PROBLEMA 1 –
Cambia "brasilera" por "brasileña" en el pasaje del relato que va entre "Entonces, la dueña" y "menor de edad.", ambos incluidos, y escríbelo completo.
PROBLEMA 2 –
Responde con lo que dice el relato:
(a) ¿Dónde vendía el papá sus masitas por las mañanas en Santa Cruz?
(b) ¿Qué empleo le ofreció la dueña de casa a través de su nuera?
(c) ¿Por qué hacía falta el permiso del papá para el viaje al Brasil?
PROBLEMA 3 –
Sigue el relato de la estadía en Cochabamba desde el punto en que termina.

TEXTO PROPORCIONADO –
== == ==

Mientras estábamos en Santa Cruz, mi papá vendía sus masitas en El Arenal en las mañanas y también en la plaza principal, por la librería La Juventud, en las tardes.
EN COCHABAMBA
A los meses de volver donde mi papá, nos fuimos todos a Cochabamba. Yo estaba feliz, me sentía más cerca de La Paz. Mi madrastra otra vez empezó con sus cosas, a pegarme. Yo ayudaba a vender pero, aun así, al final ella me botó de la casa otra vez. Me dijo que si no me salía me iba a matar. La dueña de casa me aconsejó que me vaya nomás, porque mi madrastra era capaz de hacer eso.
Entonces, la dueña de casa me ofreció que vaya donde su nuera, que era brasilera y que necesitaba una empleada. Así que me fui allá y estuve bien. La brasilera era muy buena conmigo, me daba buena comida, tenía mi ropa, todo tenía ahí. También me enviaba al doctor. Pero no me pusieron al colegio, que era lo que yo tanto quería.
Un día la señora brasilera me dijo que se estaba volviendo al Brasil y que quería llevarme con ellos allá. Me ofreció educación y mandarme al colegio. Pero había que pedir permiso a mi papá para el viaje, porque yo era menor de edad.
Cuando llevé a mi papá para que hable con la señora, ella le dijo que me iba a dar todo lo que yo necesitase, porque allá había más oportunidades. Mi papá lo único que le dijo fue: “¡Mi hija tiene que estar donde yo esté, aun cuando sea comiendo tierra!”. ¡Mire eso! Hasta ahora me acuerdo de esas palabras que usó mi papá.
Entonces, la señora se desanimó y pensó que por ahí mi papá hasta la podía demandar y meter juicio si me llevaba. Así que me dejó nomás, me dio mucha pena porque era muy buena conmigo.

== == ==

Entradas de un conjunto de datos
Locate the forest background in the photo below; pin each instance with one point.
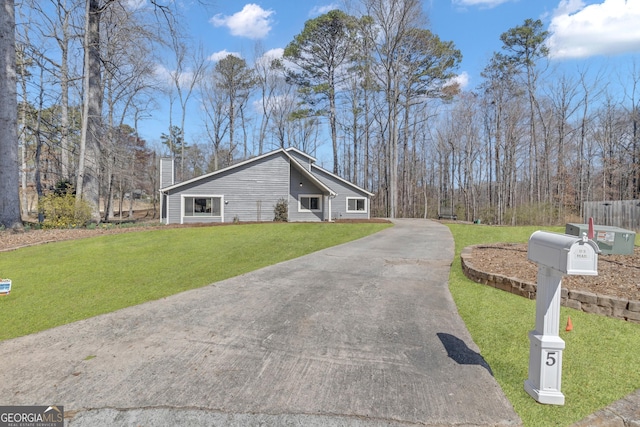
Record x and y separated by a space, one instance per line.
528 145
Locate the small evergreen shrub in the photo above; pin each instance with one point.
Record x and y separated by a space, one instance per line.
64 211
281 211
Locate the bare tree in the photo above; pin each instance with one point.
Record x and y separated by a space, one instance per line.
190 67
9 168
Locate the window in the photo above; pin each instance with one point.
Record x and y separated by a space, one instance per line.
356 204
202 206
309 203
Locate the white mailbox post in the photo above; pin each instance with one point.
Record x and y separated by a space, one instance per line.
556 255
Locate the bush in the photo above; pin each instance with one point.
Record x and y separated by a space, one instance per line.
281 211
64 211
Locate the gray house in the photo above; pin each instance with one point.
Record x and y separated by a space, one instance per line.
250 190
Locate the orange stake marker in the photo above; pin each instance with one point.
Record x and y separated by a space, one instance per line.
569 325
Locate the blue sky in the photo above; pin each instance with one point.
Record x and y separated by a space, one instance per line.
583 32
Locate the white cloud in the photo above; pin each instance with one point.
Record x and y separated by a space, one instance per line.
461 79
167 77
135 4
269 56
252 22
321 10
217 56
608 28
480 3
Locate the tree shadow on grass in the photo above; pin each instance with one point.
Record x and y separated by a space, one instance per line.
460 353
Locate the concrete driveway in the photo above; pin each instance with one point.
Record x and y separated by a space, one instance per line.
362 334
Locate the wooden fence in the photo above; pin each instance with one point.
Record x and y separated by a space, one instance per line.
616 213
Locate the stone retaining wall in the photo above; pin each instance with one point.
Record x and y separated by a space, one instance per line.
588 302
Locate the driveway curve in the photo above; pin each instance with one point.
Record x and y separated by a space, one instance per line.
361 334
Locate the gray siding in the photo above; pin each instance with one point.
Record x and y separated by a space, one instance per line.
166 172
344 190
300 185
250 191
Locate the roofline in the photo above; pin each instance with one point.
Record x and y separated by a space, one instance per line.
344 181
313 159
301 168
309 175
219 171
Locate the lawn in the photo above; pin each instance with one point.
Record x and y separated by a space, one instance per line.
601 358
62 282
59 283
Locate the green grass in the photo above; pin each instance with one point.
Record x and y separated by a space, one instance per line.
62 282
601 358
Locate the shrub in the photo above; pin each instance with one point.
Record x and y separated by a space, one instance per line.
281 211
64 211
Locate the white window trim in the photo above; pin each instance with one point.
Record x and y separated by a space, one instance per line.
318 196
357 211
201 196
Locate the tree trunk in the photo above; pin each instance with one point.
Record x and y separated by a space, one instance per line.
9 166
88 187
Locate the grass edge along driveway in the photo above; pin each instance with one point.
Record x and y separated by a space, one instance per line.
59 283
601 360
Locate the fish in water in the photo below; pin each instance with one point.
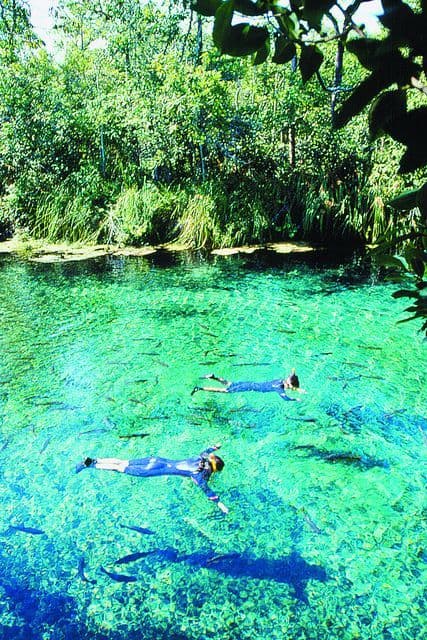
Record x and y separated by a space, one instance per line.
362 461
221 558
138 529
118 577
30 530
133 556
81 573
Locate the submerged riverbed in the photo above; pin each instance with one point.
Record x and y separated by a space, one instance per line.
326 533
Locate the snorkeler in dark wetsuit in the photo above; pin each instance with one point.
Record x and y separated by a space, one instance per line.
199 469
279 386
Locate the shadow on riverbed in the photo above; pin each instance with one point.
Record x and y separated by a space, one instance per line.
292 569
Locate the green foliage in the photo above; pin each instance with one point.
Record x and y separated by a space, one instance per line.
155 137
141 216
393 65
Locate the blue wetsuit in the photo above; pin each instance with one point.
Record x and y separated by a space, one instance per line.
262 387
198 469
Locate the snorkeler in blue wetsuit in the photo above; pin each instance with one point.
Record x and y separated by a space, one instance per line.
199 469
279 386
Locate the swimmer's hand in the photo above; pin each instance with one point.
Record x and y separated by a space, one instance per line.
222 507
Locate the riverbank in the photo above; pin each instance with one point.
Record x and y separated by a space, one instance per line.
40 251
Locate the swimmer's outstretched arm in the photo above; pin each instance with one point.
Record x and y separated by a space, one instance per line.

== == ==

RESPUESTA 1 –
Entonces, la dueña de casa me ofreció que vaya donde su nuera, que era brasileña y que necesitaba una empleada. Así que me fui allá y estuve bien. La brasileña era muy buena conmigo, me daba buena comida, tenía mi ropa, todo tenía ahí. También me enviaba al doctor. Pero no me pusieron al colegio, que era lo que yo tanto quería.
Un día la señora brasileña me dijo que se estaba volviendo al Brasil y que quería llevarme con ellos allá. Me ofreció educación y mandarme al colegio. Pero había que pedir permiso a mi papá para el viaje, porque yo era menor de edad.

RESPUESTA 2 –
(a) En El Arenal.
(b) Trabajar como empleada de su nuera, que era brasilera.
(c) Porque ella era menor de edad.

RESPUESTA 3 –
OTRO TRABAJO, OTRA SEÑORA
Después de que se fue la señora brasilera, me quedé otra vez en el aire. Mi papá no se quería hacer cargo de mí, ni mi madrastra. Así que me fui donde una señora que conocía, que era la que vendía desayuno en el mercado. Al final vino mi papá y me dijo: “Te vas a venir a la casa, vas a estar donde nosotros, vamos a vender así…”. Yo obediente me fui con él. Y otra vez se repitió lo mismo, mi papá hacía sus pasteles, se iba a vender y yo me quedaba otra vez donde mi madrastra, que me maltrataba.
Un día mi madrastra disimuladamente me dijo: “Hija, andá a vender estas cosas”, entonces yo salí y al volver, vi mi ropa botada en la esquina de la calle, fuera de mi casa. Entré y pregunté qué había pasado, por qué mi ropa estaba ahí en la calle. Y me respondió: “Te vas a ir de aquí, ya no quiero tenerte aquí, el plato de comida que vos comes me hace falta”.
Me tuve que salir, antes de que me maltrate más o me pegue. Me fui donde una señora que vendía pasankallas (pororó se llama en Santa Cruz) y le pregunté si necesitaba ayuda. Le conté que mi madrastra me había botado. “Ya, hijita, vení, me vas a ayudar”. Entonces me puse a embolsar pasankallas. De ahí me preguntó si no quería trabajar, yo le dije que sí y me llevó donde una señora que necesitaba empleada, por la calle Esteban Arze, en Cochabamba.
Entonces me fui ahí y resulta que la señora era soltera y vivía con su hermano. Como se sabe, en Cochabamba no hay agua, apenas un hilito sale del grifo. Uno de mis trabajos era hacer cola para agarrar baldes de agua y llevarlos a la casa. Un día bajé y cuando llegué a la cola, estaba larguísima. Me tuve que quedar harto rato esperando, hasta que me tocó recibir el agua y así me subí con el agua.
Cuando llegué, la señora me agarró y me sopapeó. Me gritó diciéndome: “¡Cómo hasta esta hora vas a tardar tanto…!” y me seguía dando sopapos. Entonces yo la miré y le dije que me pague mi sueldo y que me iba a ir, porque yo no estoy acostumbrada a que me sopapeen. La señora me rogó, me pidió que me quede, que me iba a mejorar la paga, pero no, yo ya estaba decidida. Pensé que si esa señora ya me había tocado una vez, en otra me iba a volver a pegar. Así que me retiré nomás.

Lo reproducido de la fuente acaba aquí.